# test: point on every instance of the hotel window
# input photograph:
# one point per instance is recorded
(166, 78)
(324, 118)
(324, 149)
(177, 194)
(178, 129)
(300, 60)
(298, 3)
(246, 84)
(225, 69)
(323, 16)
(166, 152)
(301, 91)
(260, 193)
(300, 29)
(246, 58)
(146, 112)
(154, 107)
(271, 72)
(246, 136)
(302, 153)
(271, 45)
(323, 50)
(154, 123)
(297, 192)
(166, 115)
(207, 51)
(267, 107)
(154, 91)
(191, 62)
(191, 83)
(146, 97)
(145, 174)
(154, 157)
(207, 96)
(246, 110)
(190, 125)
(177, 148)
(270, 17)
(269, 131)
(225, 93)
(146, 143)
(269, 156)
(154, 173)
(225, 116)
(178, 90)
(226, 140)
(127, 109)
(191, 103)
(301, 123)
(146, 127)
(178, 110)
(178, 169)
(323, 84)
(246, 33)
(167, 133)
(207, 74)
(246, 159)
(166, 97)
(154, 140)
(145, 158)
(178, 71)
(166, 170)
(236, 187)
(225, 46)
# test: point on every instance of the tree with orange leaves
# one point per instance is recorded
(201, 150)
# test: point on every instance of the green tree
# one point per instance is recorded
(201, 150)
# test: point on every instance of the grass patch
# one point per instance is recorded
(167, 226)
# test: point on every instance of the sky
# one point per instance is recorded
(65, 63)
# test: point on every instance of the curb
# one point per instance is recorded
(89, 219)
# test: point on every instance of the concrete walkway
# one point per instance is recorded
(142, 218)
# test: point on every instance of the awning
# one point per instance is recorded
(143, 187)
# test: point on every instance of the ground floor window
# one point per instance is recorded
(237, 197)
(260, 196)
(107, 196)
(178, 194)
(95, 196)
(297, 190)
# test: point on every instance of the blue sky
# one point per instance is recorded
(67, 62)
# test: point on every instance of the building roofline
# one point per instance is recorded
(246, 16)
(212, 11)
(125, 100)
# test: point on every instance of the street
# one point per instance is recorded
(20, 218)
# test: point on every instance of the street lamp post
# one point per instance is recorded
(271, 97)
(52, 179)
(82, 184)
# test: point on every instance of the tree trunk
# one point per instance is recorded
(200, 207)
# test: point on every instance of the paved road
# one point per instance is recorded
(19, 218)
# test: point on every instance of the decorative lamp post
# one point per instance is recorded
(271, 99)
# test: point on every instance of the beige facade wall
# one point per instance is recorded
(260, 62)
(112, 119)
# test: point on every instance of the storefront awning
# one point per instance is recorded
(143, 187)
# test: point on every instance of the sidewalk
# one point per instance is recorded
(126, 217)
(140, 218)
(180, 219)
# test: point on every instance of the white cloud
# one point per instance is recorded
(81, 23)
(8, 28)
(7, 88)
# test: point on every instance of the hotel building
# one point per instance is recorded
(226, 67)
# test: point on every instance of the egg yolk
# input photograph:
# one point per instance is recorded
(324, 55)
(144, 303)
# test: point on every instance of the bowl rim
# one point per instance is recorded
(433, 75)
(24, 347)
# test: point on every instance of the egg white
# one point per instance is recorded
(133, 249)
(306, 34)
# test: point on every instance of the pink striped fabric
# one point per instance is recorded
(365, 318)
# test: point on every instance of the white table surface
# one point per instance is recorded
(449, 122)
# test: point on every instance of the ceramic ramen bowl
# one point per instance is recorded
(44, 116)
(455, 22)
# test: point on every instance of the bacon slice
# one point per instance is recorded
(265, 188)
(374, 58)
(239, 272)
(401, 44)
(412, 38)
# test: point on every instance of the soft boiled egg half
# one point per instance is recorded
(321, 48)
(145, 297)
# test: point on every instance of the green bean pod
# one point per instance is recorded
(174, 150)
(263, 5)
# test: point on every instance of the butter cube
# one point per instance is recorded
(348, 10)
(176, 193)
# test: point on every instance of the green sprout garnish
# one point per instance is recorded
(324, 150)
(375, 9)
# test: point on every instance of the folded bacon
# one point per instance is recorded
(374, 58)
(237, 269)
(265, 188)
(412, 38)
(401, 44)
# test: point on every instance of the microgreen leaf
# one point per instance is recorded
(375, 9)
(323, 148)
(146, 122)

___

Requirements :: Write out each line of the data above again, exactly as given.

Reply ::
# test: point on every instance of the hotel window
# input photograph:
# one point per instance is recorded
(166, 78)
(324, 118)
(324, 149)
(177, 194)
(178, 129)
(300, 60)
(298, 3)
(246, 84)
(225, 69)
(323, 16)
(166, 152)
(301, 91)
(260, 193)
(300, 29)
(246, 58)
(146, 112)
(154, 107)
(271, 72)
(246, 136)
(302, 153)
(271, 45)
(323, 50)
(154, 123)
(297, 192)
(166, 115)
(207, 51)
(267, 107)
(154, 91)
(191, 62)
(191, 83)
(146, 97)
(145, 174)
(154, 157)
(207, 96)
(246, 110)
(190, 125)
(177, 148)
(270, 17)
(269, 131)
(225, 93)
(146, 143)
(269, 156)
(154, 173)
(225, 116)
(178, 90)
(226, 140)
(127, 109)
(191, 103)
(301, 123)
(146, 127)
(178, 110)
(178, 169)
(323, 84)
(246, 33)
(167, 133)
(207, 74)
(246, 159)
(166, 97)
(154, 140)
(145, 158)
(178, 71)
(166, 170)
(236, 187)
(225, 46)
# test: point on every instance of the tree with orange leaves
# one point per instance is recorded
(201, 150)
# test: point on every instance of the green tree
# one point per instance is recorded
(201, 150)
# test: point on every instance of the grass patch
# one point per instance is recorded
(167, 226)
# test: point on every instance of the sky
# one point per instance is recorded
(65, 63)
# test: point on every instance of the curb
# one point per instance is recorded
(89, 219)
# test: point on every instance of the concrete walkway
# one point per instance is recorded
(142, 218)
# test: point on every instance of the awning
# one point per instance is recorded
(143, 187)
# test: point on every instance of the ground floor window
# one point per instance is recorded
(237, 197)
(260, 196)
(107, 196)
(178, 194)
(95, 196)
(297, 190)
# test: point on every instance of the blue sky
# one point per instance is recorded
(67, 62)
# test: point on every instance of the building roofline
# one point per instance is recorded
(246, 16)
(212, 11)
(125, 100)
# test: point on every instance of the street
# one point per instance is recorded
(20, 218)
# test: point on every instance of the street lamp post
# one point per instance is recorded
(271, 97)
(52, 179)
(82, 184)
# test: point on every instance of the tree trunk
# one point per instance is recorded
(200, 207)
# test: point on every instance of the paved road
# one point per instance is recorded
(19, 218)
# test: point on every instance of the decorative lamp post
# one point per instance is recorded
(271, 99)
# test: point on every instance of the beige facade wall
# one point per instance is recorded
(260, 62)
(112, 119)
# test: point on every instance of the storefront awning
# one point per instance is recorded
(143, 187)
# test: point on every instance of the sidewalk
# one point per instance is recorded
(126, 217)
(140, 218)
(180, 219)
# test: point on every instance of the white cloud
# one point per instance is recorded
(81, 23)
(8, 28)
(7, 88)
# test: point on every instance of the hotel building
# one point per instance is recorded
(226, 67)
# test: point on every instance of the egg yolk
# input photograph:
# one point per instance is recorded
(324, 55)
(144, 303)
# test: point on every instance of the bowl rim
# one point per instance is recorded
(433, 75)
(24, 347)
# test: point on every instance of the egg white
# one point per instance is recorded
(133, 249)
(306, 34)
# test: point on every instance of the pink striped fabric
# one point per instance is recorded
(365, 318)
# test: point on every instance of the white table surface
# one point per instance is recorded
(449, 122)
# test: point on every instance of the ceramic ramen bowl
# one point per instance is recorded
(44, 116)
(455, 22)
# test: point on every instance of the bacon slice
# one point per instance is recorded
(265, 188)
(374, 58)
(239, 272)
(401, 44)
(412, 38)
# test: point on every instance of the soft boiled egg half
# one point per instance is recorded
(321, 48)
(145, 297)
# test: point on every instance of the green bean pod
# one point per instance is recorded
(174, 150)
(263, 5)
# test: point on every instance of the butter cube
# one point per instance is recorded
(348, 10)
(176, 193)
# test: point on every instance of the green sprout garnish
# one point per instance is recorded
(324, 150)
(375, 9)
# test: point on every instance of the folded bacon
# one point per instance is recorded
(374, 58)
(237, 269)
(265, 188)
(412, 38)
(401, 44)
# test: point on every instance of the microgreen leaf
# one point per instance is recorded
(375, 9)
(323, 148)
(146, 122)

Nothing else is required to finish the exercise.